**Provided records**
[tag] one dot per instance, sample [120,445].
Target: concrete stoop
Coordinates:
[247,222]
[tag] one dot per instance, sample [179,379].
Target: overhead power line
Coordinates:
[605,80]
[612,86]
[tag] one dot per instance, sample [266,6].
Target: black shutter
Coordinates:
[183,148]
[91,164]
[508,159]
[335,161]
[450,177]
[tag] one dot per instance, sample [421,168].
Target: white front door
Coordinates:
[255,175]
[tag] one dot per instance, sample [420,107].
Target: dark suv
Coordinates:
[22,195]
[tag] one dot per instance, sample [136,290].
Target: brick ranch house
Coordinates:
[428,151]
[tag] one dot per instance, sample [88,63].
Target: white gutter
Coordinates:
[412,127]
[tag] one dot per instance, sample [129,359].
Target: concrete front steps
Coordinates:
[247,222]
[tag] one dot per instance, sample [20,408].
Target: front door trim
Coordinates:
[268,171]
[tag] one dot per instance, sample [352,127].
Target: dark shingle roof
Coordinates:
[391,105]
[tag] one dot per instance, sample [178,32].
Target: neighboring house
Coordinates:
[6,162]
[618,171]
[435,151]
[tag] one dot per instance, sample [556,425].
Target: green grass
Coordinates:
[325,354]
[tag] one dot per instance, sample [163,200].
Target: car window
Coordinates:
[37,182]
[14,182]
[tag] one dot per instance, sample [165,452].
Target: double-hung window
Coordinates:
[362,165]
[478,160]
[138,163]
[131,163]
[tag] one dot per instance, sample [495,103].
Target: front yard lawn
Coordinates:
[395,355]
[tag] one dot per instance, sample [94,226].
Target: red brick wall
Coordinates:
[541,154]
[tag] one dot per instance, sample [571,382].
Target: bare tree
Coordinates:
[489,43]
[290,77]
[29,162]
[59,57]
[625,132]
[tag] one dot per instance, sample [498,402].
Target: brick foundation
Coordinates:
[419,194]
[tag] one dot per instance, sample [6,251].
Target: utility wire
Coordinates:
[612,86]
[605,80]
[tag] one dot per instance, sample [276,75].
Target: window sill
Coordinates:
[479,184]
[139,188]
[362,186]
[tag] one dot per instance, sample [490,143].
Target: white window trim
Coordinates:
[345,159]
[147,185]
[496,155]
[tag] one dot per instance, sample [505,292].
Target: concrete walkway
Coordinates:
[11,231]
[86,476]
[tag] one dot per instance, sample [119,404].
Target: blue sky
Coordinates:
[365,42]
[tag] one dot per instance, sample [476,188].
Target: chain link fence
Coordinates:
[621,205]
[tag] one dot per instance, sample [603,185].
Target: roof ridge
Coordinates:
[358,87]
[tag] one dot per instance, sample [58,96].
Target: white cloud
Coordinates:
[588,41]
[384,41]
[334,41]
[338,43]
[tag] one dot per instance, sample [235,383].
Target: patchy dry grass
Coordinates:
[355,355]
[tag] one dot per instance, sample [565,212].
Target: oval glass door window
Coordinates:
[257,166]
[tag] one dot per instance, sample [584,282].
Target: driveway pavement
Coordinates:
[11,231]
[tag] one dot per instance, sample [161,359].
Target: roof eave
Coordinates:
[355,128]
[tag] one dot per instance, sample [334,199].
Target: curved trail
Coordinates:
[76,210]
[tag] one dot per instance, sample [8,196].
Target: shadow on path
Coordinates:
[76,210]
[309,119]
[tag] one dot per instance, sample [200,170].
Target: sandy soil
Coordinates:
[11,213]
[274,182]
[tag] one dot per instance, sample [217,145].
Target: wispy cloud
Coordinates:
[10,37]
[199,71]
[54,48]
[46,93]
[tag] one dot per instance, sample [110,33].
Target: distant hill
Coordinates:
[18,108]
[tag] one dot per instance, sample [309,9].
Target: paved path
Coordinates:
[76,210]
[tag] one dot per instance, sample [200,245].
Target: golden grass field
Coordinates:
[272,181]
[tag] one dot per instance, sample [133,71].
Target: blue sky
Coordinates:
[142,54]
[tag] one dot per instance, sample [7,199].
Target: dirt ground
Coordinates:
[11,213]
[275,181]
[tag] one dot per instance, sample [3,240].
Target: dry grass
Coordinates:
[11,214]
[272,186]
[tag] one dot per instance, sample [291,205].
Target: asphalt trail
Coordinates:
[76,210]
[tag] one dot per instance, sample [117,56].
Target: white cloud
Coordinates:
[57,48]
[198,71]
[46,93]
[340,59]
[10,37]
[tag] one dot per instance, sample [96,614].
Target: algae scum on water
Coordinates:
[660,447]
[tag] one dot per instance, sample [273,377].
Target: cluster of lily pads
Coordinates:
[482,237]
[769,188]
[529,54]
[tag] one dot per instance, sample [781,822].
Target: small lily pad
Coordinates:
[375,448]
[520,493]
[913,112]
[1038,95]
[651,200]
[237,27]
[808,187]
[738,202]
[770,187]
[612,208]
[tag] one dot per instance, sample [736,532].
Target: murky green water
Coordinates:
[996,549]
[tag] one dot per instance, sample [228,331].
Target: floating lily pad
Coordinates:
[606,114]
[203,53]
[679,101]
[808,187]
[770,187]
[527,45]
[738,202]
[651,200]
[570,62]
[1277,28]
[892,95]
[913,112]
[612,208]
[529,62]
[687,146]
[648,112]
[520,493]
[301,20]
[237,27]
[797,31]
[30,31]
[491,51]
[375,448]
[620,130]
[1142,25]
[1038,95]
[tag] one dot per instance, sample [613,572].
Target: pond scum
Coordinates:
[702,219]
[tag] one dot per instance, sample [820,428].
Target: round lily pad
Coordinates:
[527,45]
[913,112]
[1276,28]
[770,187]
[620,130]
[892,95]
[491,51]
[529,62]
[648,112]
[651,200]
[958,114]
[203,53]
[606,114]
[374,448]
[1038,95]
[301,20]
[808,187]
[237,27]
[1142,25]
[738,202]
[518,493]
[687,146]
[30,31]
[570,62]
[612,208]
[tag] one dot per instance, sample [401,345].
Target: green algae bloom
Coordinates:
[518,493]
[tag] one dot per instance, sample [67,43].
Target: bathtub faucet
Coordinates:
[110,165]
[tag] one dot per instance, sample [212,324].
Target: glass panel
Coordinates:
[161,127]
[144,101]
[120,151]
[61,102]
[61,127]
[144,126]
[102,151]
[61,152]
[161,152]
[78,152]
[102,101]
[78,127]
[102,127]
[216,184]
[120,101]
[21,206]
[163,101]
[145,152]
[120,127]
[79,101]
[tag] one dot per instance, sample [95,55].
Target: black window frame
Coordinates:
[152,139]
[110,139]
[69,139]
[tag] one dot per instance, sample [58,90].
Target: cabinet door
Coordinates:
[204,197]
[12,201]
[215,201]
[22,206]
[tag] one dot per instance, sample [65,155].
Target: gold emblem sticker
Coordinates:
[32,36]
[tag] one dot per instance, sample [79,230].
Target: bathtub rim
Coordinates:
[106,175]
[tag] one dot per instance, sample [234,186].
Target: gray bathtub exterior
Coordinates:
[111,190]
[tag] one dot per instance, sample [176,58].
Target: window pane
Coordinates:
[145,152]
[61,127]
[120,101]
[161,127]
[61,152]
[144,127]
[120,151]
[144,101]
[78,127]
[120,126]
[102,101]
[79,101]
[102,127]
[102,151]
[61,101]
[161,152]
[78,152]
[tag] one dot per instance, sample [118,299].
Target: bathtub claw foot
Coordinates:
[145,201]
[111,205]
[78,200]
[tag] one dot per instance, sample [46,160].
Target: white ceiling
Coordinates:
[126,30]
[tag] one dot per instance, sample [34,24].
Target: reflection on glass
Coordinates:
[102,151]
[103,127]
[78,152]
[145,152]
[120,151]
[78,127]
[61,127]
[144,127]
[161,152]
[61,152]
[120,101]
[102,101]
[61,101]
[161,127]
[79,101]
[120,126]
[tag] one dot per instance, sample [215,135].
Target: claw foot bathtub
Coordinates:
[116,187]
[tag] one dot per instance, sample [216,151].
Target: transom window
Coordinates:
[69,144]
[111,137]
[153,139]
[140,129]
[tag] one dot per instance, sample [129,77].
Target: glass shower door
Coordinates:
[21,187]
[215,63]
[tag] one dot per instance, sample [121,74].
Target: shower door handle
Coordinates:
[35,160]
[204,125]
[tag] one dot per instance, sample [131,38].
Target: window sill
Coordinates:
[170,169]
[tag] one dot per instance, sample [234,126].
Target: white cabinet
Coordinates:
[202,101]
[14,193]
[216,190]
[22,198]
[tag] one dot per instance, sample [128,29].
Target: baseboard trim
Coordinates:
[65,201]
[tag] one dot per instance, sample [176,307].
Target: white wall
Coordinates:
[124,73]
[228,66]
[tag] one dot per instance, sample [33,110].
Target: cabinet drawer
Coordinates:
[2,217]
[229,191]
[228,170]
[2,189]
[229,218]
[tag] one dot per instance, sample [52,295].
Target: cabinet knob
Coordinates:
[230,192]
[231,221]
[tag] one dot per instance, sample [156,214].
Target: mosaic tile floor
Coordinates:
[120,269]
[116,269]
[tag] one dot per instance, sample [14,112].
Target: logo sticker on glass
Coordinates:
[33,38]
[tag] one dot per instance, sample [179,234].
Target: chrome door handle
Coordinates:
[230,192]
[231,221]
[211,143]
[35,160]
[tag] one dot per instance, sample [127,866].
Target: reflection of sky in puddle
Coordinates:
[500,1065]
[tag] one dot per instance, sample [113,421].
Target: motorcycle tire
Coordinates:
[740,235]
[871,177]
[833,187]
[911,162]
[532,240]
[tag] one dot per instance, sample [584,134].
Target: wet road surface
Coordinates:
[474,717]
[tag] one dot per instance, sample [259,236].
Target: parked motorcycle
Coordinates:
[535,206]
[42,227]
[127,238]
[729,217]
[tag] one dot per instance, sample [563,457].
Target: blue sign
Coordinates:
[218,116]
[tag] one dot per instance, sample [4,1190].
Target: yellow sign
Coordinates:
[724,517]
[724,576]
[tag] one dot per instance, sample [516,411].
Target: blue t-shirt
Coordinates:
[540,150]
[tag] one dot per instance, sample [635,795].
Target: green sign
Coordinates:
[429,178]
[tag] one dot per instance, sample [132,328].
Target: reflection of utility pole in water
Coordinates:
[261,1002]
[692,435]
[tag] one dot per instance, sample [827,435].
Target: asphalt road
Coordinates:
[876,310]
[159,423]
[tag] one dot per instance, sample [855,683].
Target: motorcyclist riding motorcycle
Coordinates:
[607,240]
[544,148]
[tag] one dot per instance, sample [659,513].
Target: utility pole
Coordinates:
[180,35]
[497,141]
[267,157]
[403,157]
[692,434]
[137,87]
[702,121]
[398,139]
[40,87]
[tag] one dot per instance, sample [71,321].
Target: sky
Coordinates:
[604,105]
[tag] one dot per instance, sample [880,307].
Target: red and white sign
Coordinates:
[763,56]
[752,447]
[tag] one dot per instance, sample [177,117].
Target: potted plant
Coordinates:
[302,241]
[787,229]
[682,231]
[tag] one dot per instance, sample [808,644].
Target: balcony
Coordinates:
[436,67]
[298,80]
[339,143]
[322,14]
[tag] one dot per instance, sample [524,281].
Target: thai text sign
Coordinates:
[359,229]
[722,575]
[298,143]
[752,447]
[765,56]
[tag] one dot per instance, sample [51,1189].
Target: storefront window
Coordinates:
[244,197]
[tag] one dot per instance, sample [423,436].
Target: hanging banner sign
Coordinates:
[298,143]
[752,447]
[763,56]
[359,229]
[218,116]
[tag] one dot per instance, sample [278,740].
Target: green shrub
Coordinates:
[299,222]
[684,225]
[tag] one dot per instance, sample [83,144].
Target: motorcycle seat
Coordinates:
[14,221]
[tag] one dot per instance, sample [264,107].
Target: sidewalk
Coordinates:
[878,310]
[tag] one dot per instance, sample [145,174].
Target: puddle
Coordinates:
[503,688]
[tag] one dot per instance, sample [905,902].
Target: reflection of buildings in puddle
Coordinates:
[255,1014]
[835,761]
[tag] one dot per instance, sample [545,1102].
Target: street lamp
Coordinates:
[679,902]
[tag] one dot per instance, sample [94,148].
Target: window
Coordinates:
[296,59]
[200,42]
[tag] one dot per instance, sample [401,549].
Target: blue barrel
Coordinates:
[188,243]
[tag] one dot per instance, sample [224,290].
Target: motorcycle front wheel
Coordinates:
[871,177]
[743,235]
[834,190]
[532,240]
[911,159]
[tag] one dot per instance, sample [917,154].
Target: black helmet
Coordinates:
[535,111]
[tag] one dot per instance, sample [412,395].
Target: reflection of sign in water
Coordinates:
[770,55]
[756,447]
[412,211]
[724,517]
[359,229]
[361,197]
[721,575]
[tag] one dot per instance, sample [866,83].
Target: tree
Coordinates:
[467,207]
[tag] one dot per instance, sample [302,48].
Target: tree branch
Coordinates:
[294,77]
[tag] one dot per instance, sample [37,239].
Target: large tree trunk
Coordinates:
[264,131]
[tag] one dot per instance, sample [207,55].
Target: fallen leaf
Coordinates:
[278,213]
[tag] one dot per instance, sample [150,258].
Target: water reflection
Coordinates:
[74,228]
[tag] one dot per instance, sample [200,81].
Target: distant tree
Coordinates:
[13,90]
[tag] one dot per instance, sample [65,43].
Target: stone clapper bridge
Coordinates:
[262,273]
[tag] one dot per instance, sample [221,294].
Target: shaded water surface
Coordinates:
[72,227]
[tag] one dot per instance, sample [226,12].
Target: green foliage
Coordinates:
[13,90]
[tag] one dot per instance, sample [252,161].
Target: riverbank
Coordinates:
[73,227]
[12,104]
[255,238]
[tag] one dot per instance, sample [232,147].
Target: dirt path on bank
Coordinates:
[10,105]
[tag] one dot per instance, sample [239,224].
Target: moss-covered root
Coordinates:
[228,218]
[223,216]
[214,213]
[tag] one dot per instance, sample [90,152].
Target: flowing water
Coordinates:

**Given instruction**
Everything from the line that contains "[tag] one dot per instance, sample [83,144]." through the end of the records must be duplicated exactly, and nothing outside that range.

**The reply**
[tag] one dot per instance, sample [83,144].
Target: motorcycle seat
Coordinates:
[14,221]
[tag] one dot per instance, sample [264,107].
Target: sidewalk
Coordinates:
[878,310]
[tag] one dot per instance, sample [145,174].
Target: puddle
Coordinates:
[503,688]
[tag] one dot per instance, sample [905,902].
Target: reflection of buildings in puddle
Coordinates:
[255,1014]
[835,761]
[tag] one dot per instance, sample [545,1102].
Target: street lamp
Coordinates:
[679,902]
[tag] one dot per instance, sample [94,148].
Target: window
Coordinates:
[296,59]
[200,42]
[tag] one dot per instance, sample [401,549].
Target: blue barrel
Coordinates:
[188,243]
[tag] one dot per instance, sample [224,290].
Target: motorcycle front wheel
Coordinates:
[871,177]
[743,235]
[834,190]
[532,240]
[911,159]
[tag] one dot per instance, sample [917,154].
Target: black helmet
Coordinates:
[535,111]
[tag] one dot per instance, sample [412,395].
Target: reflection of sign in water
Coordinates:
[770,55]
[756,447]
[412,211]
[724,517]
[359,229]
[361,197]
[721,575]
[tag] one dot per instance, sample [866,83].
Target: tree
Coordinates:
[467,207]
[tag] one dot per instance, sample [302,48].
Target: tree branch
Coordinates:
[294,77]
[tag] one dot per instance, sample [37,239].
Target: large tree trunk
Coordinates:
[264,131]
[tag] one dot per instance, sample [207,55].
Target: fallen leaf
Coordinates:
[278,213]
[tag] one dot per instance, sample [150,258].
Target: water reflection
Coordinates:
[74,228]
[tag] one dot per instance, sample [200,81].
Target: distant tree
Coordinates:
[13,90]
[tag] one dot per instance, sample [65,43].
Target: stone clapper bridge
Coordinates:
[262,273]
[tag] one dot per instance, sample [221,294].
Target: shaded water surface
Coordinates:
[72,227]
[tag] one dot per instance, sample [226,12].
Target: green foliage
Coordinates:
[13,90]
[tag] one dot per instance, sample [252,161].
Target: riverbank
Coordinates:
[73,227]
[12,104]
[255,238]
[tag] one dot per instance, sample [232,147].
Target: dirt path on bank
Coordinates:
[10,105]
[tag] one dot per instance, sample [239,224].
Target: moss-covered root
Coordinates:
[228,218]
[223,216]
[214,213]
[tag] one dot per instance, sample [90,152].
Target: flowing water
Coordinates:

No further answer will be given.